* **EXERCISE PASSAGE**:
When you bring a new dog into your home, you might be a little overwhelmed. Thus, here is a checklist of things to consider for the new addition to your home.
What You Need:
Crate: Buy a size-appropriate crate for use in potty training and providing down time for your dog. Dogs are den animals, so having a safe place to rest will be very comforting. Put a blanket or bed inside to increase comfort.
D Tag: One of the most important things you can get for your dog is an ID tag with your number on it.
Martingale or Flat Collar: Your dog will need to go on walks so buy a collar he can’t slip out of. If you are getting an adolescent dog that may be more difficult to walk, speak with us about using a training collar.
Water and Food Dishes
Dog beds: Especially if you are not allowing your dogs on the furniture, provide a couple of comfortable beds in the main rooms of the house so they can relax with the family.
High-Quality Food: Look for a high quality food with healthy ingredients. Discuss any special nutritional needs for your breed or breed mix with your veterinarian. The folks at Neighborhood Pet Market are an AWESOME resource.
Treats: When you start training, you’ll need treats. Again, the higher quality the better.
Poop bags: You’ll need them for walks.
What to Expect:
Adjustment Period: When you first get your dog, she will spend the first few days just trying to get adjusted. This is the “honeymoon phase.” If your dog has any bad habits from her previous home, these may not appear in the first few weeks.
Potty training: Young puppies are not potty-trained, and an adult dog might not be either. You don’t want her having accidents in the house, so keep an eye on your new dog constantly so she can’t make a mistake.
Chewing: Your dog doesn’t know which things are her chew toys and which aren’t. Limiting house freedom will help you keep an eye on her so you can redirect to something on which she is allowed to chew.
Teenager Phase: This lasts from about 6-18 months depending on the dog, and you will wonder why your previously wonderfully behaved dog has suddenly started to test her limits. This is normal. Just be consistent!
What to Do:
Set Consistent Rules: Decide as a family what the rules are and enforce them from the beginning. If it’s not going to be cute when your dog is 10 years, don’t let him do it when he’s 10 weeks. Sending a consistent message to your dog is an important part of training.
Establish a Routine: Dogs respond well to routines, so while they are adjusting to their new home, try to keep meal, walk and bed times as consistent as possible.
Be Positive: Positive-reinforcement training is a great way to teach your dog the rules while establishing a solid relationship. Be patient. It’s hard to adjust to a new home.
Socialize: If you have a puppy, make sure to socialize him to other dogs, people, children, skateboards and everything else you don’t want him to fear.
Post Emergency Numbers: Post the numbers for your veterinarian and nearest emergency practice on your refrigerator with directions, if necessary.

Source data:

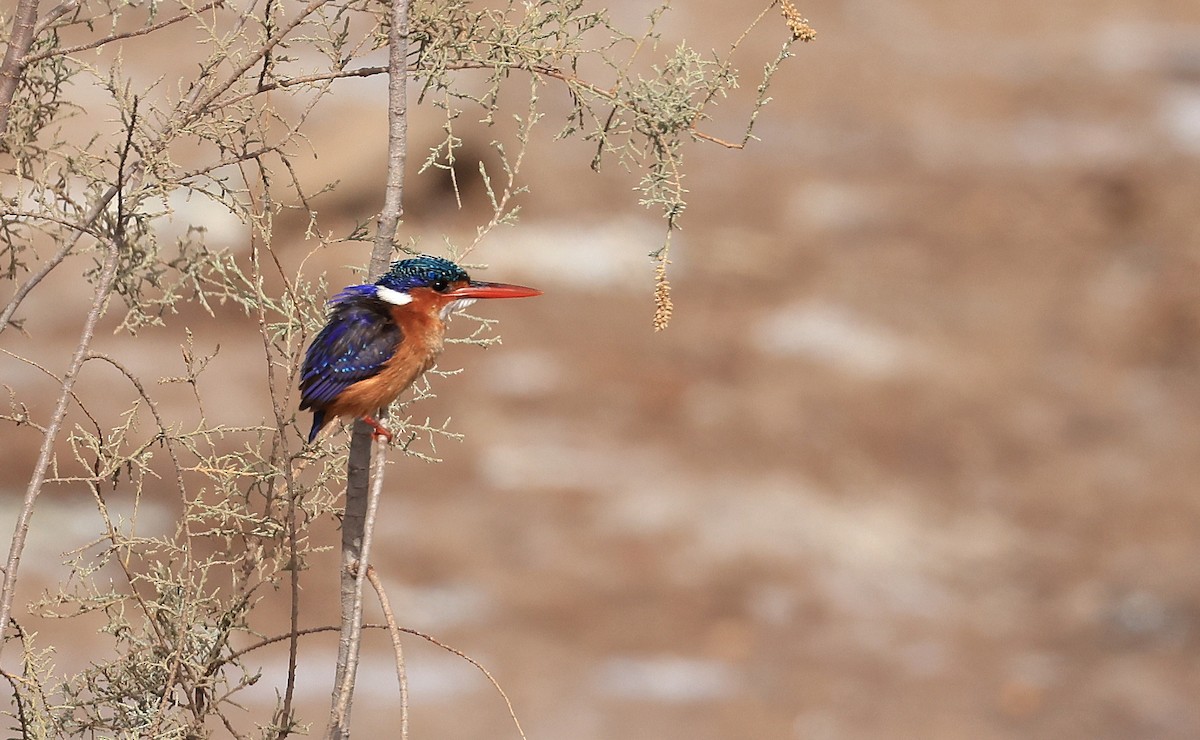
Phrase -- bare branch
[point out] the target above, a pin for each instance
(394, 631)
(13, 64)
(133, 34)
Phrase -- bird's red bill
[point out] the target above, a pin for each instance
(479, 289)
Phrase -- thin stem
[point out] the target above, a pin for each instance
(357, 523)
(340, 726)
(13, 64)
(103, 288)
(397, 649)
(93, 44)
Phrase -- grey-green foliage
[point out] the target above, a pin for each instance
(100, 161)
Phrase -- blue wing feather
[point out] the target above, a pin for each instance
(357, 341)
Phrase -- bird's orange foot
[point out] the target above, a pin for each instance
(382, 432)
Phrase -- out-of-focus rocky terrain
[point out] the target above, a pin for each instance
(918, 455)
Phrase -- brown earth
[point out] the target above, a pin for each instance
(917, 457)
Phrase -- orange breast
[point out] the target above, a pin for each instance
(421, 344)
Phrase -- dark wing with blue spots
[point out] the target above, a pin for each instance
(354, 344)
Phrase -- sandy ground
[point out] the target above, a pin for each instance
(917, 457)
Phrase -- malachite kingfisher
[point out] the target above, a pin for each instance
(382, 337)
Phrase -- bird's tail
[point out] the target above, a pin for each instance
(318, 421)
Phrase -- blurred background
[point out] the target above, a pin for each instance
(917, 456)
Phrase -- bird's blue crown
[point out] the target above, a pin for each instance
(421, 271)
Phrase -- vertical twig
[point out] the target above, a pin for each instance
(396, 648)
(13, 64)
(358, 522)
(103, 288)
(340, 723)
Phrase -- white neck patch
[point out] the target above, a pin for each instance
(393, 296)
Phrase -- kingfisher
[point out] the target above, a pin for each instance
(382, 337)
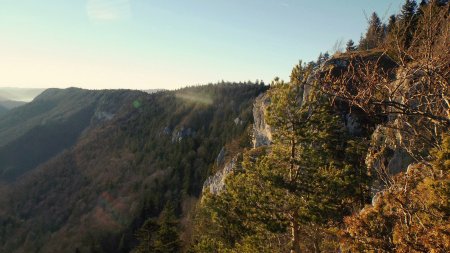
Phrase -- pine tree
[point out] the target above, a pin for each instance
(407, 22)
(350, 46)
(391, 24)
(374, 34)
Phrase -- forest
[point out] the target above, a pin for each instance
(351, 154)
(359, 158)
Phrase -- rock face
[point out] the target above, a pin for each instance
(262, 134)
(216, 182)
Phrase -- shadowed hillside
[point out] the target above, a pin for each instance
(157, 149)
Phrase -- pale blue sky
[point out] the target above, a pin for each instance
(144, 44)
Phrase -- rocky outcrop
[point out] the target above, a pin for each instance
(262, 133)
(179, 135)
(216, 182)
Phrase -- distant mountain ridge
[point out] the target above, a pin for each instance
(52, 122)
(117, 157)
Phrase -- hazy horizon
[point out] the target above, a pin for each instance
(136, 44)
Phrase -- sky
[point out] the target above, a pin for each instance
(167, 44)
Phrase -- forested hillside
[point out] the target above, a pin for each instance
(154, 151)
(352, 154)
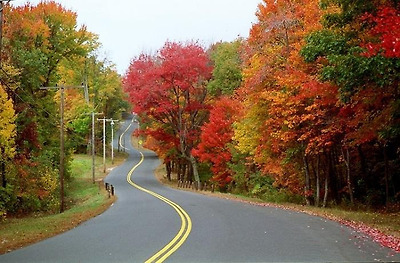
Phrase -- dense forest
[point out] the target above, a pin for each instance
(42, 46)
(306, 109)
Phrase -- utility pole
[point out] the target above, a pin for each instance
(62, 154)
(104, 120)
(93, 145)
(112, 139)
(104, 143)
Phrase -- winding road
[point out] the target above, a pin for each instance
(153, 223)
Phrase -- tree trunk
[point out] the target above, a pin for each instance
(348, 173)
(317, 184)
(386, 160)
(195, 171)
(326, 191)
(307, 186)
(169, 170)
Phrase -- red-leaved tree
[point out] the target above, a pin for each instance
(170, 90)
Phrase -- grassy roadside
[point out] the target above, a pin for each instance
(383, 227)
(84, 200)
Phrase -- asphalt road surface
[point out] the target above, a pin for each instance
(150, 222)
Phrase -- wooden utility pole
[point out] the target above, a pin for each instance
(62, 154)
(112, 139)
(93, 146)
(104, 120)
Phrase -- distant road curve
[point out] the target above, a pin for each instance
(139, 225)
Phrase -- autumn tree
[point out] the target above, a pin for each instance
(216, 138)
(358, 49)
(170, 88)
(38, 40)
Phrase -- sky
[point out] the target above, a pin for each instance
(127, 28)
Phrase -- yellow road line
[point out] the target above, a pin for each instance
(186, 225)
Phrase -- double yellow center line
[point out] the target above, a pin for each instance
(186, 222)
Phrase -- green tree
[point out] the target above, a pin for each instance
(227, 74)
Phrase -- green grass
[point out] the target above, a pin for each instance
(84, 200)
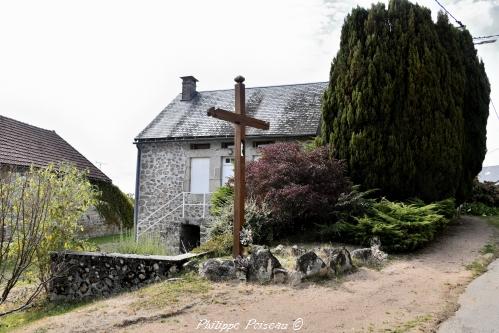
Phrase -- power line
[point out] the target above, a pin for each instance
(486, 37)
(493, 106)
(490, 41)
(461, 25)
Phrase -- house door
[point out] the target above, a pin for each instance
(227, 169)
(190, 236)
(200, 175)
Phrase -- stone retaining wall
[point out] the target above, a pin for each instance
(85, 275)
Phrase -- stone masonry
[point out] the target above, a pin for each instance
(85, 275)
(164, 173)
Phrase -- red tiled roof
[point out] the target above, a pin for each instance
(25, 145)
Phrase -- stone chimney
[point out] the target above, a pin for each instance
(188, 87)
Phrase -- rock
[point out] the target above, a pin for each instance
(311, 265)
(261, 265)
(279, 249)
(218, 270)
(242, 268)
(280, 275)
(297, 251)
(173, 269)
(83, 288)
(295, 278)
(372, 254)
(362, 254)
(191, 266)
(340, 261)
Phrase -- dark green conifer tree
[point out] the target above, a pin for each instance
(407, 103)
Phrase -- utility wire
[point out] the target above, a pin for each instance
(486, 37)
(493, 106)
(461, 25)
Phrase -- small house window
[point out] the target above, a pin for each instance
(257, 144)
(200, 146)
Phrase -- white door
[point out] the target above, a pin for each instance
(200, 175)
(227, 169)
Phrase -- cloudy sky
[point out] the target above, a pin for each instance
(97, 72)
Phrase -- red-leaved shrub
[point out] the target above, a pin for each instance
(300, 186)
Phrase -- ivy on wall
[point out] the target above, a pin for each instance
(113, 205)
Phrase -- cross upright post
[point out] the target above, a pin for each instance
(239, 166)
(240, 121)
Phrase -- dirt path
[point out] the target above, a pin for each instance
(412, 293)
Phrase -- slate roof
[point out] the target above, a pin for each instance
(292, 110)
(25, 145)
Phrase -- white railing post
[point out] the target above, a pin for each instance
(183, 204)
(204, 203)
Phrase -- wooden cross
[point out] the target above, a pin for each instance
(240, 121)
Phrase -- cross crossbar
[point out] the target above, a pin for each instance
(238, 118)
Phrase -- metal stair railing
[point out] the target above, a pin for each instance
(183, 205)
(152, 214)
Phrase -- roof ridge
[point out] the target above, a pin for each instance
(270, 86)
(27, 124)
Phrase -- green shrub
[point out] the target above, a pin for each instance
(479, 209)
(486, 193)
(399, 226)
(222, 197)
(115, 206)
(258, 221)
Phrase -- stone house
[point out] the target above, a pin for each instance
(23, 145)
(183, 155)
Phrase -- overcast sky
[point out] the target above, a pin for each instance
(97, 72)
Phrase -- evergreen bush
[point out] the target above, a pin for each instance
(399, 226)
(407, 103)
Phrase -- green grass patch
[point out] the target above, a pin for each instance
(150, 244)
(217, 246)
(38, 311)
(102, 240)
(167, 292)
(409, 325)
(477, 267)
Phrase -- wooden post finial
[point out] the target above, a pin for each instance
(239, 79)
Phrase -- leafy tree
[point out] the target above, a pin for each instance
(407, 103)
(39, 210)
(297, 185)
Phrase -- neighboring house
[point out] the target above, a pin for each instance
(184, 155)
(490, 174)
(23, 145)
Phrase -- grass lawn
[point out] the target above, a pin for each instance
(125, 243)
(38, 311)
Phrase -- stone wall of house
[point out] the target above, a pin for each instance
(85, 275)
(94, 225)
(164, 173)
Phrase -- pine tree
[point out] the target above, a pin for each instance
(407, 103)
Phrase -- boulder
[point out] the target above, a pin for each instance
(190, 266)
(218, 270)
(362, 254)
(242, 267)
(280, 275)
(261, 265)
(295, 277)
(371, 254)
(311, 265)
(297, 251)
(279, 249)
(340, 260)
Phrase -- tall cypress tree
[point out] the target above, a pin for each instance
(407, 103)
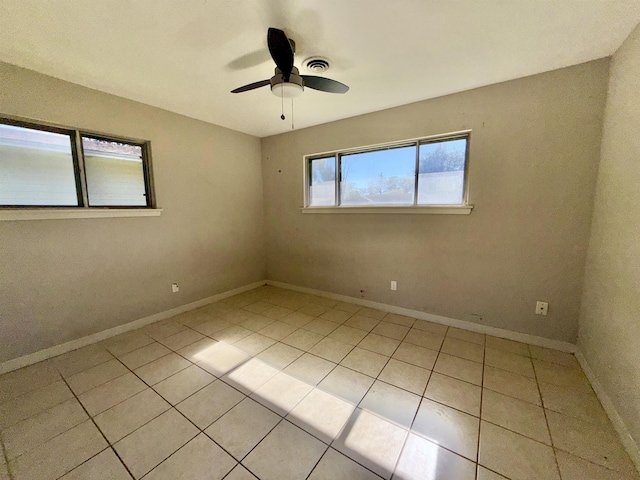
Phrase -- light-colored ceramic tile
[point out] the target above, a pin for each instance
(554, 356)
(243, 427)
(349, 335)
(181, 339)
(512, 385)
(321, 326)
(250, 376)
(515, 456)
(573, 403)
(511, 362)
(416, 355)
(302, 339)
(240, 473)
(254, 344)
(32, 403)
(391, 403)
(94, 376)
(104, 466)
(144, 355)
(521, 417)
(379, 344)
(372, 312)
(321, 414)
(163, 329)
(429, 340)
(430, 327)
(183, 384)
(196, 350)
(346, 384)
(111, 393)
(486, 474)
(281, 393)
(335, 466)
(221, 358)
(362, 323)
(459, 368)
(331, 349)
(364, 361)
(575, 468)
(59, 455)
(33, 431)
(81, 359)
(122, 419)
(466, 335)
(405, 375)
(148, 446)
(372, 442)
(449, 428)
(462, 349)
(454, 393)
(287, 453)
(588, 441)
(210, 403)
(310, 369)
(280, 355)
(162, 368)
(231, 334)
(507, 345)
(561, 375)
(391, 330)
(335, 315)
(27, 379)
(198, 459)
(422, 459)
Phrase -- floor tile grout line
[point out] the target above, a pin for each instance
(109, 445)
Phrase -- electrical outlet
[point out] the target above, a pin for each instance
(542, 308)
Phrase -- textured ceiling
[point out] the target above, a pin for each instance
(186, 55)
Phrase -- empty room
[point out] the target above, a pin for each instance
(324, 240)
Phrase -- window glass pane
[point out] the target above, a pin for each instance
(36, 168)
(114, 173)
(383, 177)
(322, 186)
(441, 172)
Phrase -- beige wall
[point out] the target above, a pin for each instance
(610, 318)
(534, 153)
(64, 279)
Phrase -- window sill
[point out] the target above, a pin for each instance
(411, 210)
(11, 214)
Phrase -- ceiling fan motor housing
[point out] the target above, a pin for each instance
(289, 89)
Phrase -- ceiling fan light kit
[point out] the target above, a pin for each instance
(287, 81)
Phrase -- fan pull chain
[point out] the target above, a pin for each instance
(282, 100)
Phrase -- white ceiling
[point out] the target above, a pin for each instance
(186, 55)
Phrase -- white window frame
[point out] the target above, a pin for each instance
(83, 209)
(458, 209)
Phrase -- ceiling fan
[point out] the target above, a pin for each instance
(287, 81)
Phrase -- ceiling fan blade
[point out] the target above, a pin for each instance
(281, 51)
(251, 86)
(324, 84)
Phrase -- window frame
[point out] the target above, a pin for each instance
(415, 207)
(77, 153)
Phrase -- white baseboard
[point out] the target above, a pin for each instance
(41, 355)
(450, 322)
(630, 445)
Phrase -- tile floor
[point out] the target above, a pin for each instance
(279, 385)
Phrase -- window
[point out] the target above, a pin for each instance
(422, 173)
(44, 166)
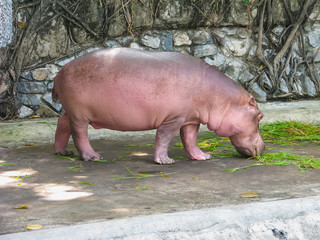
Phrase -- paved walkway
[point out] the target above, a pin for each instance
(187, 200)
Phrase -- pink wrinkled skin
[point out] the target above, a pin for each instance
(132, 90)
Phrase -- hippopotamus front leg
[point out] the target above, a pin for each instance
(189, 134)
(164, 135)
(79, 132)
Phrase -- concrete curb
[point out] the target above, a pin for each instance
(285, 219)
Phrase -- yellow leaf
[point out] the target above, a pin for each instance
(34, 227)
(21, 24)
(249, 195)
(22, 207)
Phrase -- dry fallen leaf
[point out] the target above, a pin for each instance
(34, 227)
(21, 24)
(249, 195)
(30, 144)
(22, 207)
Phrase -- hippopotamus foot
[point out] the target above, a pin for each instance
(189, 134)
(164, 135)
(79, 132)
(62, 136)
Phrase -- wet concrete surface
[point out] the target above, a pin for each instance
(59, 193)
(66, 192)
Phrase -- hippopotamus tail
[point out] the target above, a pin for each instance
(55, 96)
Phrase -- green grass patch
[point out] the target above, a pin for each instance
(141, 176)
(287, 158)
(288, 133)
(218, 147)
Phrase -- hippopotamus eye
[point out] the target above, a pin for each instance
(260, 116)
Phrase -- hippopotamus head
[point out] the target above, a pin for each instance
(242, 125)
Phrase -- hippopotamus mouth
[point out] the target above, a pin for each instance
(252, 151)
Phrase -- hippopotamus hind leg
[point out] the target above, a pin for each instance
(79, 132)
(62, 136)
(164, 135)
(189, 134)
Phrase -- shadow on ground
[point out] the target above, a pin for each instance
(62, 191)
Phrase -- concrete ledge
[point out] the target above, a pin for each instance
(286, 219)
(17, 133)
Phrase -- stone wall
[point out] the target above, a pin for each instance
(227, 41)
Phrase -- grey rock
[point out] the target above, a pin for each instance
(245, 77)
(297, 87)
(317, 57)
(112, 44)
(47, 99)
(309, 87)
(26, 76)
(6, 23)
(205, 50)
(136, 46)
(45, 111)
(234, 68)
(283, 86)
(51, 43)
(52, 71)
(29, 99)
(294, 5)
(234, 32)
(40, 74)
(151, 41)
(265, 81)
(24, 112)
(216, 60)
(181, 38)
(31, 87)
(3, 87)
(125, 41)
(278, 30)
(65, 61)
(258, 93)
(50, 85)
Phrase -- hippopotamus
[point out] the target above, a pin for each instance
(133, 90)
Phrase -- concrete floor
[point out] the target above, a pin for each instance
(60, 196)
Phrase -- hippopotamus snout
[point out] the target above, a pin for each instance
(255, 149)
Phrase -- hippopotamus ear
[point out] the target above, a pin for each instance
(252, 102)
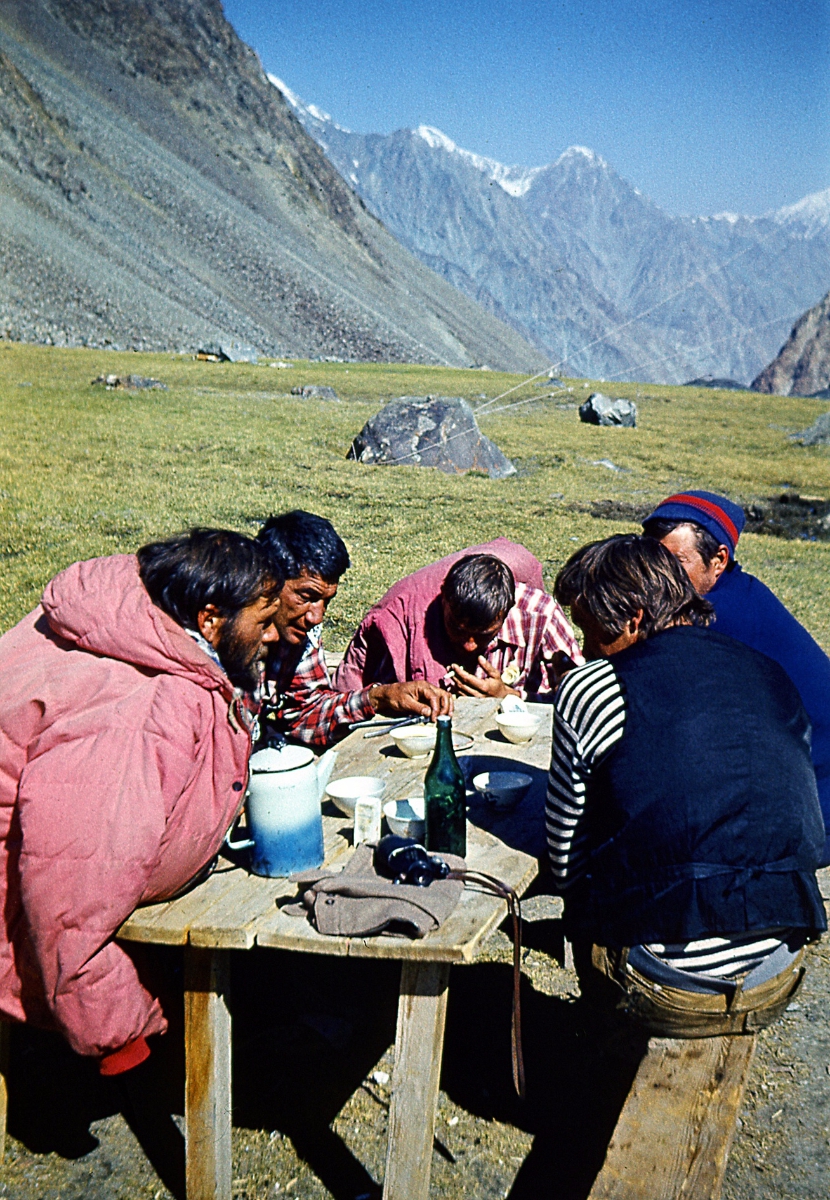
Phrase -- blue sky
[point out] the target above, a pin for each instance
(704, 105)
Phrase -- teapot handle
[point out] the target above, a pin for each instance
(236, 845)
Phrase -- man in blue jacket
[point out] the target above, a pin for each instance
(702, 531)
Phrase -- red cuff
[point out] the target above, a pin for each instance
(125, 1059)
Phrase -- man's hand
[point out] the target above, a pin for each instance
(493, 685)
(416, 697)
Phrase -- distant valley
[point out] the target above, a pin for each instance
(156, 192)
(581, 263)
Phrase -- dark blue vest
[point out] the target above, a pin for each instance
(704, 817)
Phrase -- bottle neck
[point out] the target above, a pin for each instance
(444, 735)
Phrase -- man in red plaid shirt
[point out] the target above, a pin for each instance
(300, 699)
(476, 623)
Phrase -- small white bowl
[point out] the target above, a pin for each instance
(504, 789)
(417, 741)
(406, 817)
(517, 727)
(346, 792)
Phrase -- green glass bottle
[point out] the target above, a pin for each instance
(445, 797)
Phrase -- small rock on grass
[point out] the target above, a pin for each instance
(601, 409)
(128, 383)
(314, 391)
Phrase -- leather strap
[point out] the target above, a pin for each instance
(489, 883)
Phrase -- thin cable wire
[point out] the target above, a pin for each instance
(707, 346)
(639, 316)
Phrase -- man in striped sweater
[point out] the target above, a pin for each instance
(683, 817)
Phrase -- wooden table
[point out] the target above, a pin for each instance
(234, 910)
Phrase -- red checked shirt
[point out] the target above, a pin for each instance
(522, 652)
(300, 700)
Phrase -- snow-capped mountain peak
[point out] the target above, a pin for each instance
(572, 153)
(300, 106)
(812, 213)
(515, 180)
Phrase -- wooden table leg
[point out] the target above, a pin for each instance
(419, 1047)
(5, 1030)
(208, 1074)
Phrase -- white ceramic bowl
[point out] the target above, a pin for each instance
(346, 792)
(414, 741)
(504, 789)
(406, 817)
(417, 741)
(517, 727)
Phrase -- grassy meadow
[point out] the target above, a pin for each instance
(86, 472)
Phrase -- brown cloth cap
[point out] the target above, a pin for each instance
(359, 903)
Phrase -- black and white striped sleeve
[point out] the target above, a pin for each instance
(589, 719)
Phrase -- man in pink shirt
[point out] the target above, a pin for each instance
(477, 622)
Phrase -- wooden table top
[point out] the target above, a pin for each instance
(234, 910)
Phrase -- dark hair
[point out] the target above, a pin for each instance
(707, 543)
(218, 567)
(612, 580)
(480, 589)
(298, 541)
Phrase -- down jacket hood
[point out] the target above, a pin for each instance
(102, 606)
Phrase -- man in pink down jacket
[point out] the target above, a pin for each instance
(124, 749)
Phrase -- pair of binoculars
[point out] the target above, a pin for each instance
(404, 861)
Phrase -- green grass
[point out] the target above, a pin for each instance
(86, 472)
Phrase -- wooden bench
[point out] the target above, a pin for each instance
(674, 1134)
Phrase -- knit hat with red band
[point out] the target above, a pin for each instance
(722, 519)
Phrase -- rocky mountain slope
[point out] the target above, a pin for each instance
(582, 263)
(156, 191)
(803, 364)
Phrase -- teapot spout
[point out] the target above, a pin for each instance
(325, 766)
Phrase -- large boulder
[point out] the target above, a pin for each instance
(429, 431)
(228, 352)
(601, 409)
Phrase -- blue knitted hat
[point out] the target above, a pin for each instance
(722, 519)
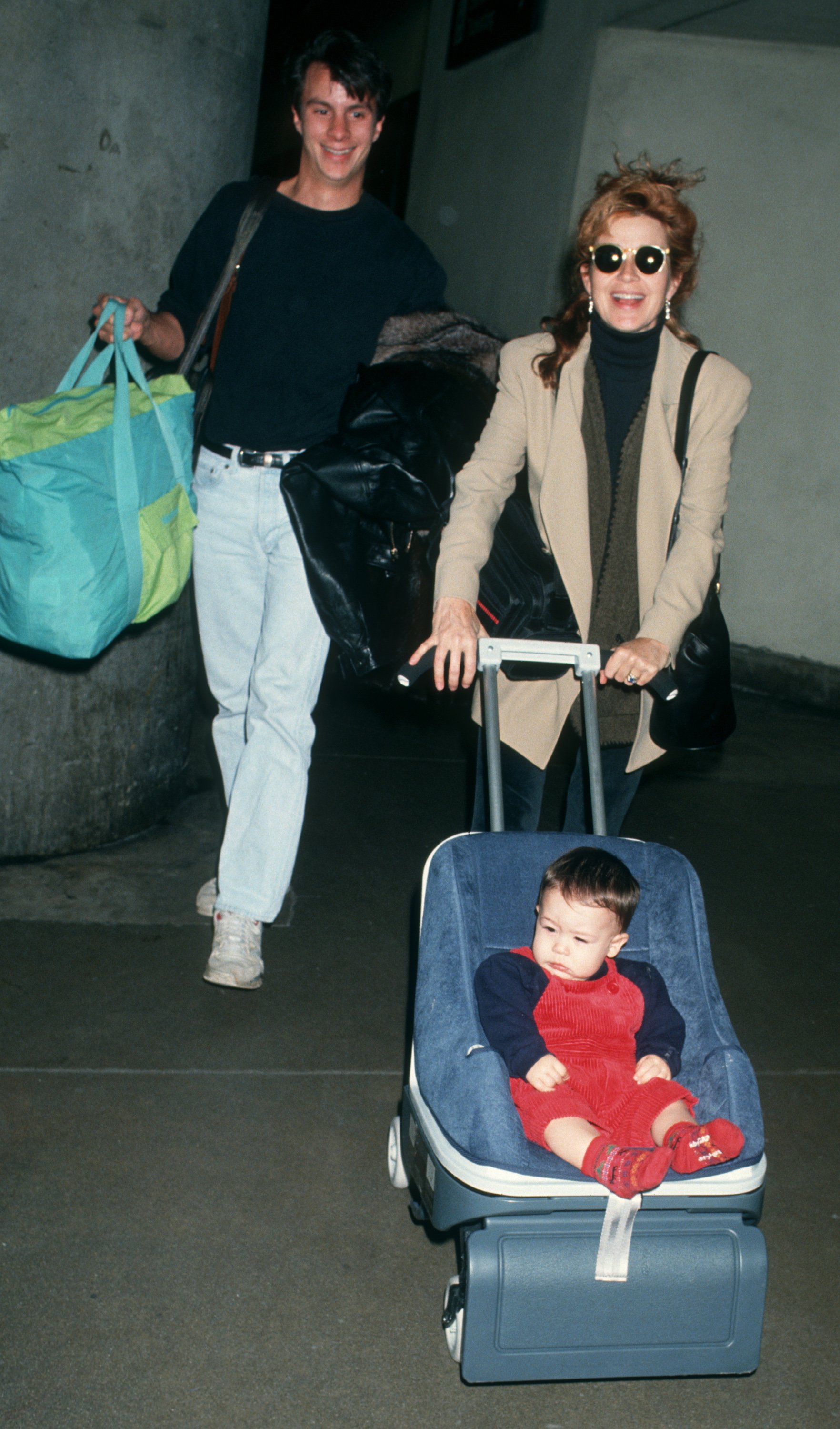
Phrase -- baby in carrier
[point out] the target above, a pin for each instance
(592, 1041)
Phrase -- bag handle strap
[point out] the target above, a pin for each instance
(78, 365)
(682, 433)
(253, 215)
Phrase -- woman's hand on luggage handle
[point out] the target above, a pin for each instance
(159, 332)
(636, 662)
(650, 1067)
(548, 1074)
(455, 634)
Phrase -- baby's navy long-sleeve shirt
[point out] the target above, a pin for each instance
(510, 985)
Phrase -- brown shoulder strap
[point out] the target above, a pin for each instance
(253, 215)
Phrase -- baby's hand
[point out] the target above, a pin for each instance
(650, 1067)
(548, 1074)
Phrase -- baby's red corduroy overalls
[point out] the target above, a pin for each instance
(592, 1026)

* **ACTIVITY LIST**:
[a] Condense the paragraph of the new dog checklist that begins "Crate: Buy a size-appropriate crate" into a short bulleted list, keeping its main facts.
[b] Rewrite everything from "High-Quality Food: Look" down to "an AWESOME resource." in the new dog checklist, replacing "veterinarian" with "vet".

* **RESULTS**:
[a]
- Buy a crate sized to fit the dog.
- Use it for potty training and for giving the dog down time.
- Dogs are den animals, so a safe place to rest comforts them.
- Put a blanket or bed inside for added comfort.

[b]
High-Quality Food: Look for a high quality food with healthy ingredients. Discuss any special nutritional needs for your breed or breed mix with your vet. The folks at Neighborhood Pet Market are an AWESOME resource.